═════ WORKING DATA

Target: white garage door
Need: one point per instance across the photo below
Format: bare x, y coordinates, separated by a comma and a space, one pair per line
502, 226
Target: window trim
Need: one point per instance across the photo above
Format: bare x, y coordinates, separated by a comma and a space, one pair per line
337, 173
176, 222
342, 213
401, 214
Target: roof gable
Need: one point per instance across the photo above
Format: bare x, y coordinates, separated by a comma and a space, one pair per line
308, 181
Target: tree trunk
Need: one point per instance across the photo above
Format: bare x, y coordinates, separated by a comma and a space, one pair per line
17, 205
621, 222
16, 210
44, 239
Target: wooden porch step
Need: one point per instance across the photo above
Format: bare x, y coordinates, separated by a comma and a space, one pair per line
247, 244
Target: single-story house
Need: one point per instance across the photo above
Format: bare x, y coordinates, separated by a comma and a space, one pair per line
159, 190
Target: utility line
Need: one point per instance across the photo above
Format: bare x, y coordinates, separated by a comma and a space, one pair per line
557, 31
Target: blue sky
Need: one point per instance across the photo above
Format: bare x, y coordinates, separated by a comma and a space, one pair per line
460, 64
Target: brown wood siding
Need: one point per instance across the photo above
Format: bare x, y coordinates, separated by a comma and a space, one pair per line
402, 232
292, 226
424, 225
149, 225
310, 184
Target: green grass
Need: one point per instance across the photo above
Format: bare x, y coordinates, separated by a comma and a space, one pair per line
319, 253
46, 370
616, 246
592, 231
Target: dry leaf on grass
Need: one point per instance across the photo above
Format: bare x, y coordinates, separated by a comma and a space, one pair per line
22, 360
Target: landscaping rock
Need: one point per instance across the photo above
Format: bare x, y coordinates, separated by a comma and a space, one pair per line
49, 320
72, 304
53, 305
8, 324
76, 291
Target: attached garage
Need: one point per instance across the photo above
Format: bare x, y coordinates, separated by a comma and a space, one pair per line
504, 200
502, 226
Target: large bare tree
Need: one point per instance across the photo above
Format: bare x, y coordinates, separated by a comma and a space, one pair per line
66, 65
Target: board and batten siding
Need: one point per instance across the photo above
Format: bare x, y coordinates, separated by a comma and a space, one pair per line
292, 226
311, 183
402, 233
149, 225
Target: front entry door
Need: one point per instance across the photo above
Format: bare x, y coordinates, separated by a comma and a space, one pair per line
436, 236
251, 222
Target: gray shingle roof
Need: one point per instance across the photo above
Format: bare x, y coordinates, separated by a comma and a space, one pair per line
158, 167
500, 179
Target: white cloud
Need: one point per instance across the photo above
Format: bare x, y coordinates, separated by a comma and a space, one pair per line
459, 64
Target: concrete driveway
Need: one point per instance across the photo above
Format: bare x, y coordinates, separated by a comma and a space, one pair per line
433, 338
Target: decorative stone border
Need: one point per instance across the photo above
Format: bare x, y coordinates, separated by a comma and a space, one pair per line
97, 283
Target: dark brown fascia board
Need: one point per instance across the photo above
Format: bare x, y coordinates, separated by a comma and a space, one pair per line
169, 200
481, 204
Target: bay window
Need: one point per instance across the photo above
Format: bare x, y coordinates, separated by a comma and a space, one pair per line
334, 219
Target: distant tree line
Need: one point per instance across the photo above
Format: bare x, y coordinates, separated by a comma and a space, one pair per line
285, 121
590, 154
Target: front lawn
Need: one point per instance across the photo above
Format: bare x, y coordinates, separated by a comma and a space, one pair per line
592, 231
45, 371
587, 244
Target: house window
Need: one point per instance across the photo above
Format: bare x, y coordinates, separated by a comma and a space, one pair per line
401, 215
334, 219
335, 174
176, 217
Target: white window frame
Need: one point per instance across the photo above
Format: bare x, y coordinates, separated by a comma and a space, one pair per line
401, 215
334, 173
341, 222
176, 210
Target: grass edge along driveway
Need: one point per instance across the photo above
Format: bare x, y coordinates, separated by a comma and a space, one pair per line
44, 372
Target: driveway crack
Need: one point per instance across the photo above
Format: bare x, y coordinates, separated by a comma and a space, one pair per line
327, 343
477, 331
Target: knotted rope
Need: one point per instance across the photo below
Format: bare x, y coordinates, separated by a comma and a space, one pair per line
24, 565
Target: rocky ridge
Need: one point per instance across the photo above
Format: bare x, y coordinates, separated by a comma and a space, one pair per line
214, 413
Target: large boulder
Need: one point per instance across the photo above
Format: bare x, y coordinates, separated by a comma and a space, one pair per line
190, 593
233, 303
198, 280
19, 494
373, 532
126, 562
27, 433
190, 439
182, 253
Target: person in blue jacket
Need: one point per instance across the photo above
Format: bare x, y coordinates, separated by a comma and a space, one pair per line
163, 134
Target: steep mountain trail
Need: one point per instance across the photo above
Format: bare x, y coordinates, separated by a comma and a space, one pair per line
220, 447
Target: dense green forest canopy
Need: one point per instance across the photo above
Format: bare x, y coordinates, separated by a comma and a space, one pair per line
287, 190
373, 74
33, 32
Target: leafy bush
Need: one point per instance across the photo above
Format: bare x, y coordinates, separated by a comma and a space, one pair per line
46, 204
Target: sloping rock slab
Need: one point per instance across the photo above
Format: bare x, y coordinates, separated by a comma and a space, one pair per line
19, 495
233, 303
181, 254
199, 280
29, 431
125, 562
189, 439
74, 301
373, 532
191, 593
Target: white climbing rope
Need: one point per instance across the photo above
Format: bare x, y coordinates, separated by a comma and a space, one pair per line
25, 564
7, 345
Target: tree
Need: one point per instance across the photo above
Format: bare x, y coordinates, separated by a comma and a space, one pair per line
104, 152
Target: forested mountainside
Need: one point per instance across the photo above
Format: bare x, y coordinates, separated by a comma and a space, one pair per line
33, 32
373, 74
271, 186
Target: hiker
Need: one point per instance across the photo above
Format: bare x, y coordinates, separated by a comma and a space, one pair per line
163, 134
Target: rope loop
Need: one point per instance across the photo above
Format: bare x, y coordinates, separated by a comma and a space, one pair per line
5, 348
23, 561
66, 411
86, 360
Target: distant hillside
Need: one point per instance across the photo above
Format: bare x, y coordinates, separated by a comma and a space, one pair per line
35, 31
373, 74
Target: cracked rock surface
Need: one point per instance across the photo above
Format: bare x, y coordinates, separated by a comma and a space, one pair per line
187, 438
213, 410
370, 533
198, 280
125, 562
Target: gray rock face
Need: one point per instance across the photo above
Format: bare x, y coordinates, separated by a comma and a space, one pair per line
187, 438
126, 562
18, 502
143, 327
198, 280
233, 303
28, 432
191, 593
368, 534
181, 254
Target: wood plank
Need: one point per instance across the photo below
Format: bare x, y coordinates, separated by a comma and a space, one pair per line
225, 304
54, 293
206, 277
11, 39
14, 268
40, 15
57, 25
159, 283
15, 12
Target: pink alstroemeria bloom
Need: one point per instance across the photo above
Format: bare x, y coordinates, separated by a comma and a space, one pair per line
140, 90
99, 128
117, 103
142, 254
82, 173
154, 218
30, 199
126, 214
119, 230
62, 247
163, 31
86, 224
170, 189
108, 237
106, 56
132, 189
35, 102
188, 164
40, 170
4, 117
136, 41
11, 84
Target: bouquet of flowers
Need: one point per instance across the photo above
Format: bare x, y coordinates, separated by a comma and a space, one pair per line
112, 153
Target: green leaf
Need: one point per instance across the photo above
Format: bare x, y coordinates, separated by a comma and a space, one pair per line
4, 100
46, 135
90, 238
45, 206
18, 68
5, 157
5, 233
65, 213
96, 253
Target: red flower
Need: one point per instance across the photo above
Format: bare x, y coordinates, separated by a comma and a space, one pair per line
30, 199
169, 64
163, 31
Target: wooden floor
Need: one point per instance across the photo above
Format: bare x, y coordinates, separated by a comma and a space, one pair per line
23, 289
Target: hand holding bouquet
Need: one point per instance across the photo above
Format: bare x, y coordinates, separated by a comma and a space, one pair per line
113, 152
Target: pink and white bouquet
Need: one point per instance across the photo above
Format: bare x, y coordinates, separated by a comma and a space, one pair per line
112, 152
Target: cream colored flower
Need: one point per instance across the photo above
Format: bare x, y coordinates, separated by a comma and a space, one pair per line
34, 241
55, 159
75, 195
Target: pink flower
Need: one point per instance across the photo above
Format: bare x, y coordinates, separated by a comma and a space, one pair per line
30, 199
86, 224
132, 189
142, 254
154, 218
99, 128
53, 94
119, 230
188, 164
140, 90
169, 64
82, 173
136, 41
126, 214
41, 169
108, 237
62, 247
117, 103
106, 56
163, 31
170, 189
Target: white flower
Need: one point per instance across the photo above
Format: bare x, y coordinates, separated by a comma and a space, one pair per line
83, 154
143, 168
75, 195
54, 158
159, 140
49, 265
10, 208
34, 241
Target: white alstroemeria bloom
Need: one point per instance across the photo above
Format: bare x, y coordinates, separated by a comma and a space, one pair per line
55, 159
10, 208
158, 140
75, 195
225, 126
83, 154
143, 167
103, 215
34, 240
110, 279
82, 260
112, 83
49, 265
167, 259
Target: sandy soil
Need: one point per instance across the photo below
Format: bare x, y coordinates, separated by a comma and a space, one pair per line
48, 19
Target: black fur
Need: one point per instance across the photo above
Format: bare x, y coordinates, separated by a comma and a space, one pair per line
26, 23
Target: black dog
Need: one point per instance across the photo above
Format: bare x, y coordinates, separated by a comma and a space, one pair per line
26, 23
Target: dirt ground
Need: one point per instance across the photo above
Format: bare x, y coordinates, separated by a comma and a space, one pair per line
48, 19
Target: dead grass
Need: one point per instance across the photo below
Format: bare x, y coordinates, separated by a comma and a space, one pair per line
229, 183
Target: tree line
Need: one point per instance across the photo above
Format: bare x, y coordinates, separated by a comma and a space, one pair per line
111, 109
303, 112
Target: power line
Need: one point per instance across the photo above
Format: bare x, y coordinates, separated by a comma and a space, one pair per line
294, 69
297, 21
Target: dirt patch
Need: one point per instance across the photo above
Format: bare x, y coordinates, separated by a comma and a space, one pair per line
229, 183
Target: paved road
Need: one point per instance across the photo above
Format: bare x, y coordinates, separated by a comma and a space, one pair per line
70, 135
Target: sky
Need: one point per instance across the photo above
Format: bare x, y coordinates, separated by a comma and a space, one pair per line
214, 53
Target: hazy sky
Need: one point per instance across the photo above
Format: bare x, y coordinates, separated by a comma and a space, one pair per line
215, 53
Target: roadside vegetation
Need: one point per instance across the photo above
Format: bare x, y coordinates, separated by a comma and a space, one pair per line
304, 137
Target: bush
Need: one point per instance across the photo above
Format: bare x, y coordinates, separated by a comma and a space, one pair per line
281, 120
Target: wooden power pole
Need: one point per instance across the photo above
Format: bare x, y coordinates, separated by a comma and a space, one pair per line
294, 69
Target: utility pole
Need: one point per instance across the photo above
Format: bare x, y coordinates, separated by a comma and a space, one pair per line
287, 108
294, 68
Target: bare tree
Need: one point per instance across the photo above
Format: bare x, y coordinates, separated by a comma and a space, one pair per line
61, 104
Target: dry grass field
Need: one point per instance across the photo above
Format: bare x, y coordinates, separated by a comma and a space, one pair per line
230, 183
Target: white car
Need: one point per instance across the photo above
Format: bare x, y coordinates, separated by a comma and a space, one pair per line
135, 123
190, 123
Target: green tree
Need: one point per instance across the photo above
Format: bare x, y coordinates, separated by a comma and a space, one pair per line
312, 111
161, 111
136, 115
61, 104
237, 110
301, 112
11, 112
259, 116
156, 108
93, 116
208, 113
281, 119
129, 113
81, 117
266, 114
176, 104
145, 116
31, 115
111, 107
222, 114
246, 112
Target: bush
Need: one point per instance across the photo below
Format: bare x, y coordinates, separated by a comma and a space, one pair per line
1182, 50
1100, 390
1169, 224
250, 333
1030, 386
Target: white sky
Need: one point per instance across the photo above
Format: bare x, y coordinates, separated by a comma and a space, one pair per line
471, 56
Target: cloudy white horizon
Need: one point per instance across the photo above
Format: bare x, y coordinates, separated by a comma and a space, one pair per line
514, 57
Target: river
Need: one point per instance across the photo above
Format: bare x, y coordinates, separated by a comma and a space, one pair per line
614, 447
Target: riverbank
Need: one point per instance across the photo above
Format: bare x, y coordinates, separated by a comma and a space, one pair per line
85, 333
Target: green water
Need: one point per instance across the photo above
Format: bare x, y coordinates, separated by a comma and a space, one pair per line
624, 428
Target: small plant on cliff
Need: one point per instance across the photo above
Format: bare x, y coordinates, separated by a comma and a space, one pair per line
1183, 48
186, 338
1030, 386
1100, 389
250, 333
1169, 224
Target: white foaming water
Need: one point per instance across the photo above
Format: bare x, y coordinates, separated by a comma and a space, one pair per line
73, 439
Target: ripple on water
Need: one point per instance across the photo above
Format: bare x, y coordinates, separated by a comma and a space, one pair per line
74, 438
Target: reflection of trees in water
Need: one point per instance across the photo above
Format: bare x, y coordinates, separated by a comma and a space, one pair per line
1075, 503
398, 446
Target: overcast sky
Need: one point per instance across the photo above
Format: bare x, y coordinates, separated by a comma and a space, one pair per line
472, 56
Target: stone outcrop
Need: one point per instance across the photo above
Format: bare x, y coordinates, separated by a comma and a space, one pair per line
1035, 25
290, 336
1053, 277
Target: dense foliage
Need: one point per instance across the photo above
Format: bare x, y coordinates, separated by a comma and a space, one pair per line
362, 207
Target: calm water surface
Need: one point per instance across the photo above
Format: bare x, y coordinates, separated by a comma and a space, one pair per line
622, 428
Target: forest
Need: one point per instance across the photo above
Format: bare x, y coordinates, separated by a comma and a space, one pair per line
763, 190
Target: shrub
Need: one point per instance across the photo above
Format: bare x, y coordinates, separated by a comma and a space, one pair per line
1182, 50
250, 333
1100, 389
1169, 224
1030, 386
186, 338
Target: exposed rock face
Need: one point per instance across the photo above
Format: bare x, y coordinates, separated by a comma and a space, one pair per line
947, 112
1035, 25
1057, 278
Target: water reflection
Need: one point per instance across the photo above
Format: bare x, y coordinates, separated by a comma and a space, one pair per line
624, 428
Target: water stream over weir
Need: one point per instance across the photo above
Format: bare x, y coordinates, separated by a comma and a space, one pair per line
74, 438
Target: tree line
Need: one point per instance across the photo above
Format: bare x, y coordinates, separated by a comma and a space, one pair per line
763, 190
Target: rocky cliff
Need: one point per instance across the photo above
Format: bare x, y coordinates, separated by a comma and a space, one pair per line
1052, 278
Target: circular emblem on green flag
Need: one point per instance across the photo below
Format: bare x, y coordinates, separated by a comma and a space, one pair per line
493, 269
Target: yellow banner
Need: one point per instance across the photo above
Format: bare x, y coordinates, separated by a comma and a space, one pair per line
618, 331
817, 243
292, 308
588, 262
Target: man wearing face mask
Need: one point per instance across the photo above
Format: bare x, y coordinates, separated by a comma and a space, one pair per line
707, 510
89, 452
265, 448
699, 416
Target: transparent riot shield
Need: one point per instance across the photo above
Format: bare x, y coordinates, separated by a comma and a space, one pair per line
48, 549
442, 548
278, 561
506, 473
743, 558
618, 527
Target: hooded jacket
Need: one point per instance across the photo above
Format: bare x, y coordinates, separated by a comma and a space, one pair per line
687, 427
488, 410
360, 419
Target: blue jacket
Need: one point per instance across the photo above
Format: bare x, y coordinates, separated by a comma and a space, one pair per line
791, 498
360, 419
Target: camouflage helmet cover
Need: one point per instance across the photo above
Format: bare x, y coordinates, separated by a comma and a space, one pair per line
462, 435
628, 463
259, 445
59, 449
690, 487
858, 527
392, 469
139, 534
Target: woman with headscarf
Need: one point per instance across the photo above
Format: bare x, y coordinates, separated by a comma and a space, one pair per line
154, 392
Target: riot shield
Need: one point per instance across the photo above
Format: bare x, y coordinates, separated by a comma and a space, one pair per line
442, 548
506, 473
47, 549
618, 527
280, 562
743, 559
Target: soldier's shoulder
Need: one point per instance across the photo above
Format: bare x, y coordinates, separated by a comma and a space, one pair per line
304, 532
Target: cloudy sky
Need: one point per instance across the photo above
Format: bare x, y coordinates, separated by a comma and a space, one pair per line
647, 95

══════════

§ **WRITTEN INSTRUCTION**
Quote, without alteration, the final stretch of the entries: the line with "Target: man wearing face mask" onward to the last line.

§ **EXERCISE ANSWER**
Target: man wearing face mask
Need: one point per instance across the photo above
Format: bare x, y coordinates, separated by a comma and a space, one pair per line
707, 510
89, 452
265, 448
699, 416
Target: transparent riot shield
Need: one point per instance across the photo above
Format: bare x, y coordinates, separated by a comma and a space, one pair per line
48, 549
442, 548
278, 561
506, 473
743, 558
618, 527
Target: hooded jacket
Need: one point per instance across the photo above
Format: bare x, y coordinates, separated by a comma and a space, one pair per line
687, 427
488, 410
360, 419
Target: blue jacket
Need: one point per instance across the photo above
Format: bare x, y coordinates, separated by a comma and a space, one pair per line
791, 498
360, 419
Target: camouflage helmet cover
Need: one point per instance across the photo above
Format: bare x, y coordinates, separated by a comma and a space, one pair per line
462, 435
628, 463
259, 445
59, 449
690, 487
858, 527
392, 469
139, 534
Target: woman with headscarf
Need: one point per instance across the photo above
Format: bare x, y coordinates, separated by a comma and a space, one pair per line
154, 392
Target: riot shield
Need: one point per instance across the photo above
Format: bare x, y coordinates, separated by a comma and a space, one pair per line
442, 548
506, 473
47, 549
618, 527
280, 562
743, 559
Target: soldier's shoulder
Need: one point per instance across the photo above
Format: bare x, y coordinates, separated by a comma and a space, one pair per line
304, 532
Target: cloudy sky
Need: one point per instance across the photo above
Format: bare x, y coordinates, separated by a comma and a space, one pair per line
647, 95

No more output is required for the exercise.